==== Entries shown ====
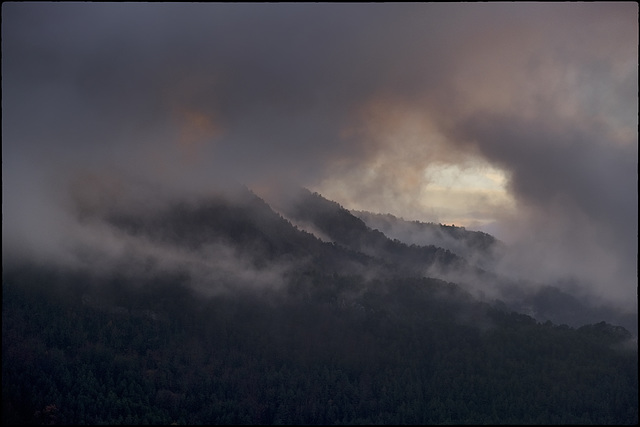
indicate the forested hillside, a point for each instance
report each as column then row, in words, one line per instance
column 281, row 327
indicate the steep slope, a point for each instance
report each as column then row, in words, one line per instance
column 344, row 228
column 475, row 246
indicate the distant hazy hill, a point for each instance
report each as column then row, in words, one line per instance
column 226, row 310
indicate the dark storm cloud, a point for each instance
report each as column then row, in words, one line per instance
column 185, row 95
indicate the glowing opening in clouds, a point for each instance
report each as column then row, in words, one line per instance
column 469, row 195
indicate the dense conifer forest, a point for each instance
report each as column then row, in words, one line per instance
column 329, row 345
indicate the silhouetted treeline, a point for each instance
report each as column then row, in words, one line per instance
column 325, row 349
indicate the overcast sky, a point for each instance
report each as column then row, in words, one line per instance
column 516, row 118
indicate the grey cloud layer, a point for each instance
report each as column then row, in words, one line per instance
column 183, row 94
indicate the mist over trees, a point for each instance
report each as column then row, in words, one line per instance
column 224, row 310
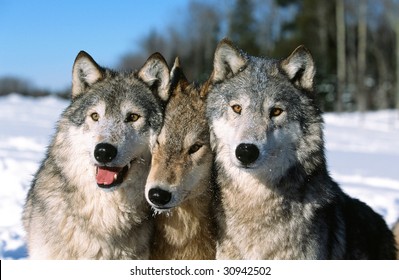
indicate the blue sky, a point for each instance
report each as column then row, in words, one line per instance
column 40, row 39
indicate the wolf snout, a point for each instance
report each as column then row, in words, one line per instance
column 247, row 153
column 159, row 197
column 105, row 153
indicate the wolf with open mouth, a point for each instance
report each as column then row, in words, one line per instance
column 102, row 142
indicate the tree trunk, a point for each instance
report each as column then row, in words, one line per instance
column 361, row 93
column 341, row 56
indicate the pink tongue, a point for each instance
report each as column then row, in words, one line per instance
column 106, row 176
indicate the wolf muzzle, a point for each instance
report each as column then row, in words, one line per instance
column 159, row 197
column 247, row 153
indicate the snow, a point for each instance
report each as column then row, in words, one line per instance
column 362, row 154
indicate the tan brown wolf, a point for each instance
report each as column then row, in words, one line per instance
column 87, row 199
column 277, row 199
column 179, row 183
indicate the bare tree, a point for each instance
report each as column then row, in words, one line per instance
column 341, row 54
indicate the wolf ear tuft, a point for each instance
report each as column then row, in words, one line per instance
column 300, row 68
column 155, row 73
column 227, row 62
column 85, row 72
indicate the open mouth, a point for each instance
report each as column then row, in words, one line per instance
column 109, row 177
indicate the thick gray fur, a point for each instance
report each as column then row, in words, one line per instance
column 283, row 205
column 67, row 215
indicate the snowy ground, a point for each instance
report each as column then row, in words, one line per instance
column 362, row 155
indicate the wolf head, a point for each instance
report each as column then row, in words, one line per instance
column 262, row 114
column 113, row 118
column 182, row 155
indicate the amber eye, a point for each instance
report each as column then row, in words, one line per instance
column 132, row 117
column 194, row 148
column 237, row 109
column 95, row 116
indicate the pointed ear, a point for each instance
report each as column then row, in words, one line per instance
column 85, row 73
column 155, row 73
column 227, row 62
column 300, row 68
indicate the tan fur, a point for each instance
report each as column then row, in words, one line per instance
column 186, row 230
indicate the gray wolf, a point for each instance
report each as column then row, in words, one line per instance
column 179, row 185
column 277, row 200
column 87, row 198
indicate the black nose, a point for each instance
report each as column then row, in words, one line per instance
column 159, row 196
column 247, row 153
column 105, row 152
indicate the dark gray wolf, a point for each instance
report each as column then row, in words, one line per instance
column 179, row 184
column 87, row 199
column 277, row 200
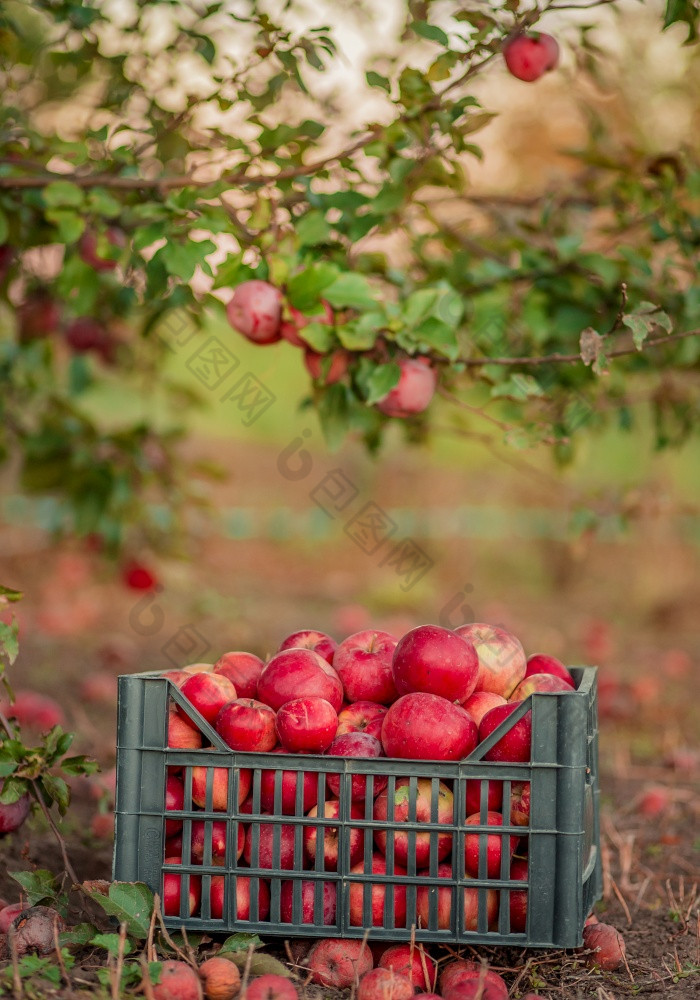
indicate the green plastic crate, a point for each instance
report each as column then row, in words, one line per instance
column 564, row 874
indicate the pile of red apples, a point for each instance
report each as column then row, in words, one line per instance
column 432, row 695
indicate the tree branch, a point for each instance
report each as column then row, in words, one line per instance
column 551, row 359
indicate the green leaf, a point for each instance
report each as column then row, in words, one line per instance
column 111, row 943
column 63, row 194
column 38, row 885
column 319, row 336
column 381, row 381
column 57, row 790
column 377, row 80
column 431, row 32
column 350, row 290
column 518, row 387
column 9, row 641
column 69, row 224
column 130, row 903
column 304, row 289
column 334, row 415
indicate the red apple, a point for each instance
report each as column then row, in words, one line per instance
column 414, row 390
column 481, row 702
column 412, row 961
column 515, row 745
column 518, row 897
column 362, row 717
column 379, row 896
column 305, row 893
column 308, row 638
column 538, row 663
column 530, row 56
column 339, row 963
column 385, row 984
column 426, row 811
column 502, row 661
column 255, row 310
column 538, row 682
column 172, row 891
column 288, row 781
column 330, row 838
column 213, row 834
column 271, row 987
column 520, row 803
column 100, row 250
column 360, row 745
column 494, row 795
column 208, row 693
column 34, row 711
column 435, row 660
column 243, row 670
column 244, row 886
column 38, row 316
column 492, row 846
column 219, row 786
column 298, row 673
column 363, row 662
column 443, row 897
column 424, row 726
column 247, row 724
column 306, row 725
column 175, row 800
column 183, row 734
column 327, row 368
column 271, row 834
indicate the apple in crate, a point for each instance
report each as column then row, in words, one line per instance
column 539, row 663
column 208, row 693
column 244, row 887
column 378, row 892
column 481, row 702
column 443, row 897
column 270, row 835
column 494, row 795
column 248, row 725
column 306, row 725
column 243, row 670
column 514, row 746
column 364, row 664
column 493, row 846
column 330, row 837
column 319, row 642
column 172, row 890
column 220, row 782
column 424, row 726
column 432, row 805
column 299, row 673
column 288, row 789
column 518, row 897
column 539, row 682
column 362, row 717
column 435, row 660
column 355, row 745
column 502, row 661
column 307, row 897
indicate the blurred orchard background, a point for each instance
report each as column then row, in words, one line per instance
column 242, row 524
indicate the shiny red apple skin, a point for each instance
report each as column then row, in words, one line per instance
column 436, row 660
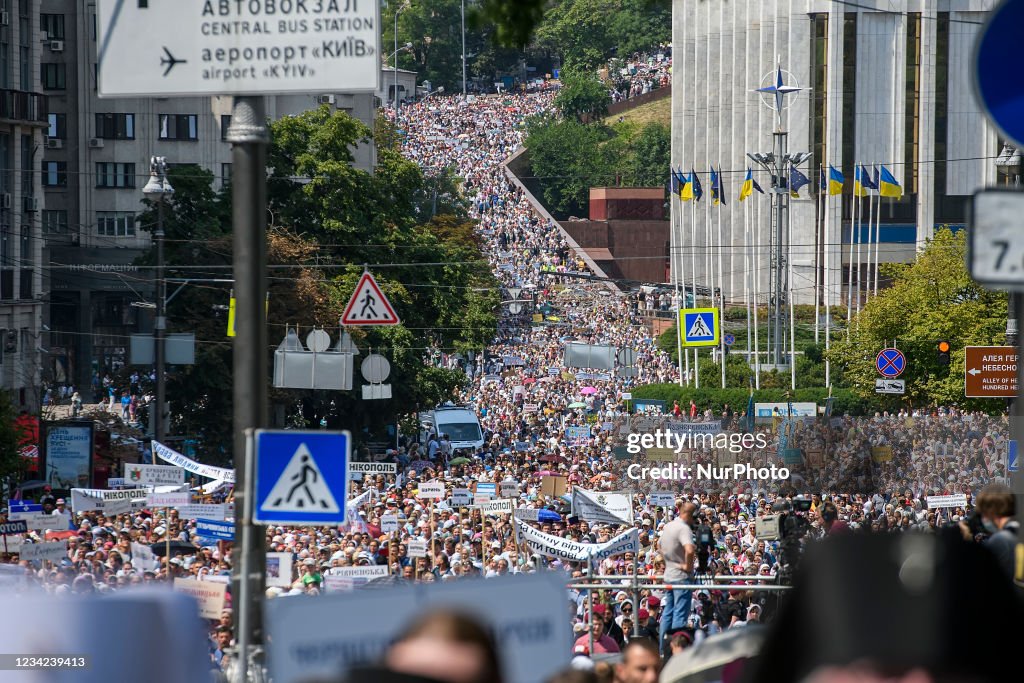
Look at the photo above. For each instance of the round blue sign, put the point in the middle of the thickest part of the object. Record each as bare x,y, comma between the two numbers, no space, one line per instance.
997,77
891,363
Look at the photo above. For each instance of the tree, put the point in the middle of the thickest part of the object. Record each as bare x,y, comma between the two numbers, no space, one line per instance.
932,299
583,95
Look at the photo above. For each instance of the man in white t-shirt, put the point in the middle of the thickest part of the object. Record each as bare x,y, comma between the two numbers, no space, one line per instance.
676,545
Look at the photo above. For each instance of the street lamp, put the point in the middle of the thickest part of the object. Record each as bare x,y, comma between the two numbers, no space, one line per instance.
159,187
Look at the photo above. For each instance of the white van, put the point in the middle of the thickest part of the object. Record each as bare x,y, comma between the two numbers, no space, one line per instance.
460,423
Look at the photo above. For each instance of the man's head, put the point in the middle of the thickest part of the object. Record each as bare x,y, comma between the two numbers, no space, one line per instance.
641,663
====
Problem statement: Determine how many lines of the listing above hold the word "dark". Report that number without anything else.

Worked solution: 2